• [TO DO]:
Repeat the lines of the material, switching every "one point per instance" to "one point per object" and leaving everything else unchanged.

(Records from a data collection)
┌──

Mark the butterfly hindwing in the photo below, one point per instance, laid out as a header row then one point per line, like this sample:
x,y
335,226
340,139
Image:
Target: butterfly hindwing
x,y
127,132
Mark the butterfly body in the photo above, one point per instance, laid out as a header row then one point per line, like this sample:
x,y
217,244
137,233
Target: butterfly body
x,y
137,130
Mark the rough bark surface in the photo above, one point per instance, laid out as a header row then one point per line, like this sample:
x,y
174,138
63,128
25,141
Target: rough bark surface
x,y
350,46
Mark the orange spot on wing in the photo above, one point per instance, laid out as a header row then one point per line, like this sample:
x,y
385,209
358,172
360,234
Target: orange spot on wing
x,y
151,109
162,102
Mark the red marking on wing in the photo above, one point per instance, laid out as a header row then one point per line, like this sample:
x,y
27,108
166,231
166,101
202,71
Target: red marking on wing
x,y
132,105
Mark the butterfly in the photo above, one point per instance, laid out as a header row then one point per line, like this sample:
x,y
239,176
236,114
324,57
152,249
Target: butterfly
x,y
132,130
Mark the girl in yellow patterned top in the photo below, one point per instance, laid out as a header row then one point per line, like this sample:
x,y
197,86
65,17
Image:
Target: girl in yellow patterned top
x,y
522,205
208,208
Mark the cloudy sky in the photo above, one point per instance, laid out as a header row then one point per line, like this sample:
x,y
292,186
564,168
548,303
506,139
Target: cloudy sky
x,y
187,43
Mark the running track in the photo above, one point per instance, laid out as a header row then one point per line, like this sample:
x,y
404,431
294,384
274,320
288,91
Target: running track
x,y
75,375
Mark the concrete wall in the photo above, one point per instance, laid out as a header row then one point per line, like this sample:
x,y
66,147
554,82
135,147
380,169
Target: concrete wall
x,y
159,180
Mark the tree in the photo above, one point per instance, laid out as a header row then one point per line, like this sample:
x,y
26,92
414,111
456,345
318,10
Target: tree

└──

• [ANSWER TO THIS PROBLEM]:
Mark the butterfly hindwing in the photo below, one point per object, laid out as a header row then one point per line, like this sample:
x,y
335,226
340,139
Image:
Target: butterfly hindwing
x,y
127,132
Mark the butterfly body in the photo above, one point per object, laid out as a header row then one point per line, like this sample:
x,y
217,244
137,233
Target: butterfly body
x,y
137,130
Mark the rough bark surface in the photo above, one point per object, laid out as a header row then one point per line, like this sample:
x,y
174,138
63,128
25,141
Target: rough bark surface
x,y
350,46
Mark the orange spot on wing in the photo above, one point per object, laid out as a header row then one point per line, like this sample:
x,y
385,209
358,172
360,234
Target: orange spot on wing
x,y
151,109
162,102
Mark the red marking on wing in the photo above, one point per object, laid out as a header row then one point per line, like this sample:
x,y
27,108
166,231
166,101
202,71
Target: red marking on wing
x,y
132,105
Mark the butterfly in the photo above, one point per object, laid out as a header row then one point per line, like this sample:
x,y
239,176
236,114
324,57
152,249
Target: butterfly
x,y
132,130
Mark the girl in yellow patterned top in the photo below, one point per object, laid out as a header row then one point per line, like this sample:
x,y
197,86
65,17
Image:
Target: girl in yellow patterned top
x,y
522,205
208,208
Mark the cloudy sky in the photo above, one point per object, laid out as a header row then one point per line, like this sample:
x,y
292,186
564,168
548,303
506,139
Target: cloudy sky
x,y
187,43
Mark the running track in the photo above, one point per object, laid out as a header row then one point per line, like this sample:
x,y
404,431
294,384
274,320
288,91
Target: running track
x,y
75,375
Mark the concrete wall in the photo above, one point per object, laid out as a header row then one point per line, like this sample:
x,y
66,147
554,82
135,147
380,169
Target: concrete wall
x,y
159,180
Mark the tree in the photo above, one point per object, laid out as a header row then one point per line, like this sample:
x,y
26,92
414,111
456,345
318,10
Target: tree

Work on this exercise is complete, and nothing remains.